**Given exercise**
Please convert the whole listing below into a numbered list, leaving out any blank lines.

** start Material provided **

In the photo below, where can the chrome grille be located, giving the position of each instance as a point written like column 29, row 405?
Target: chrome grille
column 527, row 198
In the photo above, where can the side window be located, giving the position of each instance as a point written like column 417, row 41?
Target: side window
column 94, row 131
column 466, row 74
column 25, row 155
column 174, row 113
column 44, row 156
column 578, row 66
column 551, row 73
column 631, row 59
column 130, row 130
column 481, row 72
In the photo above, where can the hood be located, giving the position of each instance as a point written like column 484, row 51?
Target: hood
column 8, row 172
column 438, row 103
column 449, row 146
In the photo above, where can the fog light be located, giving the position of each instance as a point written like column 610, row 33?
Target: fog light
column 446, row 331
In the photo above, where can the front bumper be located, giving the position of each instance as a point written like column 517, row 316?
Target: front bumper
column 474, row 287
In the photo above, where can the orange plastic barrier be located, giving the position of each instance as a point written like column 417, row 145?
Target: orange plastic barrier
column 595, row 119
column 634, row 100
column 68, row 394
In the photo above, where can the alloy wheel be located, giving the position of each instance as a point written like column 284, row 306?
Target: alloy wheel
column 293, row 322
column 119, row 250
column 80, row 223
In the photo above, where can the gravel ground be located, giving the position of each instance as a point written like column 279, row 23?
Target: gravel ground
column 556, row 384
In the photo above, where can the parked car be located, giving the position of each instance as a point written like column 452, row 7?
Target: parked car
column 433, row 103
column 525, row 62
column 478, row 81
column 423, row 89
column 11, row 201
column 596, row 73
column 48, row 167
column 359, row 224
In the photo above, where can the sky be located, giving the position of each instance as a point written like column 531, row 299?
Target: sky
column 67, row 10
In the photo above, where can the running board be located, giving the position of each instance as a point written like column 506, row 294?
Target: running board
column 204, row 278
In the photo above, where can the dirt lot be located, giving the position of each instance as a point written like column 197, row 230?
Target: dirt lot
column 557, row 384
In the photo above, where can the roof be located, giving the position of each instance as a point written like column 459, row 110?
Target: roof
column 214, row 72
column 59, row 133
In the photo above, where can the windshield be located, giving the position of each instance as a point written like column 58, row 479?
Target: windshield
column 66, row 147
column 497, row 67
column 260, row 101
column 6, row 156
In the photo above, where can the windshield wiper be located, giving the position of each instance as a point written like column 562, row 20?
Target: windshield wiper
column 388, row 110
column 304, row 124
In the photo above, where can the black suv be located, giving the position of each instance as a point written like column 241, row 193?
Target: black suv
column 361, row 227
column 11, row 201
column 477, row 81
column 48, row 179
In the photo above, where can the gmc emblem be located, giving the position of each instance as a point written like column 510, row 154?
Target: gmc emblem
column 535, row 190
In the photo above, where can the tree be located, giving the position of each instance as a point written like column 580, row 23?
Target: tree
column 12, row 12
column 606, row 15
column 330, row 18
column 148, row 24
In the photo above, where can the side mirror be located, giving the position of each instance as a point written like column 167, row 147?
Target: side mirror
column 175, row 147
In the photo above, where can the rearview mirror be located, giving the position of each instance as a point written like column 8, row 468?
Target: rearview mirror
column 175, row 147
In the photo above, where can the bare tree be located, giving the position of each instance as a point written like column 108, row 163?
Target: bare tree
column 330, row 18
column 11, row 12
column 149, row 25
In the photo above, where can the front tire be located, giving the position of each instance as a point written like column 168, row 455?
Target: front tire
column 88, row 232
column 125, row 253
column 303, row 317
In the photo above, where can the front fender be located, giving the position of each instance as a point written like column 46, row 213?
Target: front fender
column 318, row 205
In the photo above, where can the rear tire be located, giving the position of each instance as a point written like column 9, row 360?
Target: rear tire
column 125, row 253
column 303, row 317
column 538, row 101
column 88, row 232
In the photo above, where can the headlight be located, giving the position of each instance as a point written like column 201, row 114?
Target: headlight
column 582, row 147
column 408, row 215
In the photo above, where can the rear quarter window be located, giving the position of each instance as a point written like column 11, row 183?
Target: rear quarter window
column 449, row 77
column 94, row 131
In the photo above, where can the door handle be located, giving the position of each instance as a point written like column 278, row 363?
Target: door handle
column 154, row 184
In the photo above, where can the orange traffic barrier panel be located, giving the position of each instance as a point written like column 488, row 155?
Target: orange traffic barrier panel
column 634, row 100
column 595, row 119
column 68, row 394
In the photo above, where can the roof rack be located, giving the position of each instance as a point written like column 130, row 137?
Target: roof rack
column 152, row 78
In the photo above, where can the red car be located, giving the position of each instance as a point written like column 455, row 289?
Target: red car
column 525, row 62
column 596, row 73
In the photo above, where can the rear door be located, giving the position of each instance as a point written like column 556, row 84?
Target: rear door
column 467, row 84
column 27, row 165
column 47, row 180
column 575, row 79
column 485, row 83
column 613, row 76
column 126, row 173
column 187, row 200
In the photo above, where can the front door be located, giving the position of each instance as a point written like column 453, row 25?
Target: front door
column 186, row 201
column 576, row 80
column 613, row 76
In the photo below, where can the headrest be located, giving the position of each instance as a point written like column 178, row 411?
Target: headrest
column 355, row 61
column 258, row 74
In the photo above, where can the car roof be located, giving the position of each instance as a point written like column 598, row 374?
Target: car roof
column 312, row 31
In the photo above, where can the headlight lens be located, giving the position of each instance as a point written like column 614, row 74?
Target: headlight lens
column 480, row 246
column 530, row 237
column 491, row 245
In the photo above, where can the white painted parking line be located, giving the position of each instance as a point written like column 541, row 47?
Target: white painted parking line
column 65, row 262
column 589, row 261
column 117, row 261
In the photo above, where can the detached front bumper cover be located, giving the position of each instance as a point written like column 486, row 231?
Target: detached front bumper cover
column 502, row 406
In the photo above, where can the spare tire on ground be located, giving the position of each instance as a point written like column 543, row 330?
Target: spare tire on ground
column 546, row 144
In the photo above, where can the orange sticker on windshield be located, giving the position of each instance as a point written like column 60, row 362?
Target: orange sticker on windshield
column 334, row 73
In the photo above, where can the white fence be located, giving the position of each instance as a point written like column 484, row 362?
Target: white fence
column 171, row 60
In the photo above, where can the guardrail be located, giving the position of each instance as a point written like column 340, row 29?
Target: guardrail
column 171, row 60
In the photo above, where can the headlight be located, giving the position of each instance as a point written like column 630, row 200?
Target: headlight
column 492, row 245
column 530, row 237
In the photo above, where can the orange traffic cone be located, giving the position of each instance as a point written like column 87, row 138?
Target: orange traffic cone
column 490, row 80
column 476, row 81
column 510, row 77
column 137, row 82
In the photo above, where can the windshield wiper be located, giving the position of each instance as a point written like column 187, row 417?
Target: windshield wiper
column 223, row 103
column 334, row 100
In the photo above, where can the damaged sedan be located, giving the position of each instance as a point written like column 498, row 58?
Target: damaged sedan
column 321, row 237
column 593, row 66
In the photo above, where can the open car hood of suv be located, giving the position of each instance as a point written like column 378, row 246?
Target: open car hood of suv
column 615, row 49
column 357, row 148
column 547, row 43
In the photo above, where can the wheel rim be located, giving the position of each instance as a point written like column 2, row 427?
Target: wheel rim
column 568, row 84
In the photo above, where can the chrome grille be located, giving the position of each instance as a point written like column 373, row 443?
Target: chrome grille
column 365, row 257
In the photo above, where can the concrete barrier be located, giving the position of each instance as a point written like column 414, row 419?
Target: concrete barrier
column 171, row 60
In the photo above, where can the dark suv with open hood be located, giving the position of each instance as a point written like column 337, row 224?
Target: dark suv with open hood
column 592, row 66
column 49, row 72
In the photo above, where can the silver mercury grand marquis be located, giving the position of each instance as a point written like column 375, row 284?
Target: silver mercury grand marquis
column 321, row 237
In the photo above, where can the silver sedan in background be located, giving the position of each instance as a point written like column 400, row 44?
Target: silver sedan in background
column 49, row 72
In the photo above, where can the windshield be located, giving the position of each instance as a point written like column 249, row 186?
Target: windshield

** end Material provided **

**In response**
1. In the photo below, where can the chrome grille be located, giving the position of each instance as a point written like column 29, row 405?
2. Target: chrome grille
3. column 527, row 198
4. In the photo above, where can the side window be located, giving the position of each instance as a point written like column 417, row 41?
5. Target: side window
6. column 94, row 131
7. column 466, row 74
8. column 25, row 155
9. column 174, row 113
10. column 44, row 156
11. column 578, row 66
12. column 551, row 73
13. column 631, row 59
14. column 130, row 130
15. column 481, row 72
16. In the photo above, where can the hood be located, giving the position of each instance as a point written like column 484, row 51?
17. Target: hood
18. column 8, row 172
19. column 438, row 103
20. column 449, row 146
21. In the photo above, where can the fog light be located, giving the position of each instance as a point written like column 610, row 33?
22. Target: fog light
23. column 446, row 331
24. In the photo above, where can the front bumper be located, giving the position of each instance as a point written like column 517, row 316?
25. Target: front bumper
26. column 474, row 287
27. In the photo above, where can the orange plastic barrier be located, giving the position of each instance as a point written like column 417, row 145?
28. Target: orange plastic barrier
29. column 595, row 119
30. column 634, row 100
31. column 68, row 394
32. In the photo above, where can the alloy wheel be located, giving the position of each instance as a point written like column 284, row 306?
33. Target: alloy wheel
34. column 293, row 322
35. column 119, row 250
36. column 80, row 223
37. In the photo above, where can the gravel ground be located, giving the position of each instance as a point written like column 279, row 23?
38. Target: gravel ground
39. column 556, row 384
40. In the photo above, where can the parked car be located, giving the position of each instance as a point written like column 452, row 7?
41. Target: parked car
42. column 433, row 103
43. column 525, row 62
44. column 478, row 81
45. column 423, row 89
46. column 11, row 201
47. column 596, row 73
48. column 48, row 167
49. column 359, row 224
50. In the photo above, where can the sky be located, giving the position of each instance as a point written like column 531, row 299?
51. Target: sky
52. column 67, row 10
53. In the photo above, where can the running board be located, giving the position of each instance as a point written like column 506, row 294?
54. Target: running board
55. column 204, row 278
56. In the photo above, where can the dirt lot be located, giving the position of each instance as a point written like column 197, row 230?
57. Target: dirt lot
58. column 557, row 384
59. In the photo above, where can the roof be located, giving the position of each instance as a point written like column 459, row 110?
60. Target: roof
61. column 214, row 72
62. column 59, row 133
63. In the photo above, where can the windshield be located, giving the position of each instance as a point written like column 58, row 479?
64. Target: windshield
65. column 66, row 147
66. column 497, row 67
67. column 260, row 101
68. column 6, row 156
69. In the photo above, where can the windshield wiper be located, giving the position of each instance as a point written like column 562, row 20?
70. Target: windshield wiper
71. column 388, row 110
72. column 304, row 124
73. In the photo above, where can the black suv be located, giving the position of each instance as a point written like column 241, row 193?
74. Target: black suv
75. column 361, row 227
76. column 11, row 201
77. column 477, row 81
78. column 48, row 179
79. In the photo above, where can the gmc emblem be located, giving the position of each instance as a point written like column 510, row 154?
80. Target: gmc emblem
81. column 535, row 190
82. In the photo above, where can the tree be located, giving the position of each instance as a point written like column 580, row 23?
83. Target: tree
84. column 12, row 12
85. column 606, row 15
86. column 330, row 18
87. column 148, row 24
88. In the photo above, where can the side mirror be located, giving the position of each instance as a point written like column 167, row 147?
89. Target: side mirror
90. column 175, row 147
91. In the photo above, where can the rearview mirror be located, giving the position of each instance as a point written like column 8, row 468?
92. Target: rearview mirror
93. column 175, row 147
94. In the photo above, where can the bare tree be located, giving the position of each instance as a point written like column 108, row 163?
95. Target: bare tree
96. column 330, row 18
97. column 11, row 12
98. column 149, row 25
99. In the photo above, where can the front tire be located, giving the position of each instance as a point written like column 168, row 455?
100. Target: front tire
101. column 88, row 232
102. column 125, row 253
103. column 303, row 317
104. In the photo above, where can the front fender be located, giving the position of each instance as a point written like column 46, row 213?
105. Target: front fender
106. column 318, row 205
107. In the photo above, where can the rear tire be located, giving the position of each instance as a point written like column 9, row 360?
108. Target: rear tire
109. column 125, row 253
110. column 303, row 317
111. column 538, row 101
112. column 88, row 232
113. In the photo above, where can the headlight be located, giving the position of each instance as a point written like column 201, row 114?
114. Target: headlight
115. column 582, row 147
116. column 408, row 215
117. In the photo above, where can the rear quarter window be located, giving the position of each instance as a point written like column 11, row 183?
118. Target: rear quarter window
119. column 449, row 77
120. column 94, row 131
121. In the photo above, where can the door handle be located, giving the position of each instance as a point written like column 278, row 363?
122. Target: door handle
123. column 154, row 184
124. In the photo above, where can the orange traffic barrier panel be located, giving the position of each instance as a point written like column 488, row 155?
125. Target: orange traffic barrier panel
126. column 634, row 100
127. column 595, row 119
128. column 68, row 394
129. In the photo above, where can the roof rack be located, giving the position of each instance as a point written like column 130, row 137?
130. Target: roof rack
131. column 152, row 78
132. In the photo above, where can the red car be located, giving the position of each instance as a point written like column 455, row 289?
133. Target: red car
134. column 525, row 62
135. column 596, row 73
136. In the photo above, where can the rear door be located, giving the position of each instance as a point written like column 556, row 84?
137. Target: rear door
138. column 467, row 84
139. column 27, row 165
140. column 47, row 180
141. column 575, row 79
142. column 485, row 83
143. column 613, row 76
144. column 126, row 173
145. column 187, row 200
146. In the photo above, where can the front door be located, giving the position of each instance as a point written like column 453, row 25?
147. Target: front door
148. column 186, row 201
149. column 576, row 80
150. column 613, row 76
151. In the photo below, where can the headrest be located, giving the position of each instance as a point written like column 178, row 411?
152. Target: headrest
153. column 355, row 61
154. column 258, row 74
155. In the photo above, where can the car roof be located, giving the position of each instance as a point written like column 598, row 374?
156. Target: car roof
157. column 312, row 31
158. In the photo above, where can the headlight lens be located, giving the position of each instance as a point written like column 614, row 74?
159. Target: headlight lens
160. column 480, row 246
161. column 530, row 237
162. column 491, row 245
163. In the photo above, where can the white painted parking line be located, giving the position of each instance as a point written like column 541, row 47?
164. Target: white painted parking line
165. column 65, row 262
166. column 589, row 261
167. column 117, row 261
168. In the photo above, where can the detached front bumper cover be located, giving the position of each instance as a point written like column 486, row 231?
169. Target: detached front bumper cover
170. column 502, row 406
171. In the photo above, where can the spare tire on ground be located, giving the position of each instance as a point written like column 543, row 330?
172. Target: spare tire on ground
173. column 546, row 144
174. In the photo above, where can the orange sticker on windshield be located, giving the position of each instance as a point written like column 60, row 362?
175. Target: orange sticker on windshield
176. column 334, row 73
177. In the photo above, where can the white fence be located, giving the position of each instance as a point written like column 484, row 362?
178. Target: white fence
179. column 171, row 60
180. In the photo above, where can the guardrail be located, giving the position of each instance as a point written like column 340, row 29?
181. Target: guardrail
182. column 171, row 60
183. In the photo above, where can the headlight be located, giving the position of each instance as a point written like column 630, row 200?
184. Target: headlight
185. column 492, row 245
186. column 530, row 237
187. In the photo above, where can the orange traffic cone be located, giving the position of each instance as a point written like column 87, row 138?
188. Target: orange traffic cone
189. column 490, row 80
190. column 476, row 81
191. column 510, row 77
192. column 137, row 82
193. In the photo above, where can the windshield wiper be located, giving the position of each instance as a point written like column 187, row 417?
194. Target: windshield wiper
195. column 223, row 103
196. column 334, row 100
197. In the photo above, where can the damaged sedan be located, giving the position of each instance as a point written like column 498, row 58?
198. Target: damaged sedan
199. column 321, row 237
200. column 593, row 66
201. In the photo above, where can the open car hood of suv be located, giving the position of each instance as a point written like column 378, row 246?
202. Target: open car hood of suv
203. column 615, row 49
204. column 357, row 148
205. column 547, row 43
206. In the photo above, where can the wheel rim be located, giving the position of each instance as a point written like column 2, row 427?
207. Target: wheel rim
208. column 568, row 84
209. In the photo above, where can the chrome grille be located, giving the position of each instance as a point written like column 373, row 443?
210. Target: chrome grille
211. column 365, row 257
212. In the photo above, where can the concrete barrier be located, giving the position of each instance as a point written like column 414, row 419?
213. Target: concrete barrier
214. column 171, row 60
215. In the photo above, where can the dark suv with open hood be located, giving the position of each instance as a point written like column 337, row 224?
216. Target: dark suv with open hood
217. column 592, row 66
218. column 49, row 72
219. In the photo above, where can the silver mercury grand marquis be located, giving the position of each instance as a point written like column 375, row 284?
220. Target: silver mercury grand marquis
221. column 321, row 237
222. In the photo above, where can the silver sedan in background be located, giving the position of each instance as a point written like column 400, row 44?
223. Target: silver sedan in background
224. column 49, row 72
225. In the photo above, where can the windshield be located, giving the position of each instance as a point written like column 249, row 186?
226. Target: windshield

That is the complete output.